## ЧТО НУЖНО СДЕЛАТЬ
• 1. Процитируйте фрагмент текста от слов "Испанские могущественные короли" до слов "королевство перепасть может." включительно.
• 2. Назовите всех людей, упомянутых во фрагменте текста по имени.

### ФРАГМЕНТ ТЕКСТА ###

Испанские могущественные короли Фердинанд и Изабелла имели тенденцию хорошо женить и выдавать замуж своих детей. Это прямо талант надо иметь, чтобы их всех так хорошо пристроить и чтобы с пользой для собственного государства. Они свою дочь Екатерину Арагонскую за двух английских королей замуж выдали: за Артура и Генриха VIII. Совершенно не имеет значения, что оба эти супружества были несчастливы. Это уже родителей не касается: делай, дочь, так, чтобы тебя муж любил, к фавориткам редко хаживал, а тем паче их королевами делал. Не сумела? Тогда пеняй на себя, родители здесь ни при чем. И вот теперь Фердинанд и Изабелла свою дочь, слишком романтичную, выдают замуж за Филиппа, императорского наместника в Нидерландах, сына знаменитого Максимилиана, и ему даже в перспективе австрийское королевство перепасть может.

### ПРЕДОСТАВЛЕННЫЕ СТРОКИ ###

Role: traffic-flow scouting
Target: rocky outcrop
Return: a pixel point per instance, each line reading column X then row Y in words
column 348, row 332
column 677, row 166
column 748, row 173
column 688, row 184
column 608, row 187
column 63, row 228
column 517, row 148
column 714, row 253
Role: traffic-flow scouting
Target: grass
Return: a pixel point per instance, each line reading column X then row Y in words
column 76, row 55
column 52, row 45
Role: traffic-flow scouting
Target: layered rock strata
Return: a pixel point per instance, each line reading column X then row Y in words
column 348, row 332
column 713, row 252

###

## СПИСОК РЕШЕНИЙ
• 1.
Испанские могущественные короли Фердинанд и Изабелла имели тенденцию хорошо женить и выдавать замуж своих детей. Это прямо талант надо иметь, чтобы их всех так хорошо пристроить и чтобы с пользой для собственного государства. Они свою дочь Екатерину Арагонскую за двух английских королей замуж выдали: за Артура и Генриха VIII. Совершенно не имеет значения, что оба эти супружества были несчастливы. Это уже родителей не касается: делай, дочь, так, чтобы тебя муж любил, к фавориткам редко хаживал, а тем паче их королевами делал. Не сумела? Тогда пеняй на себя, родители здесь ни при чем. И вот теперь Фердинанд и Изабелла свою дочь, слишком романтичную, выдают замуж за Филиппа, императорского наместника в Нидерландах, сына знаменитого Максимилиана, и ему даже в перспективе австрийское королевство перепасть может.

• 2. Фердинанд, Изабелла, Екатерина Арагонская, Артур, Генрих VIII, Филипп, Максимилиан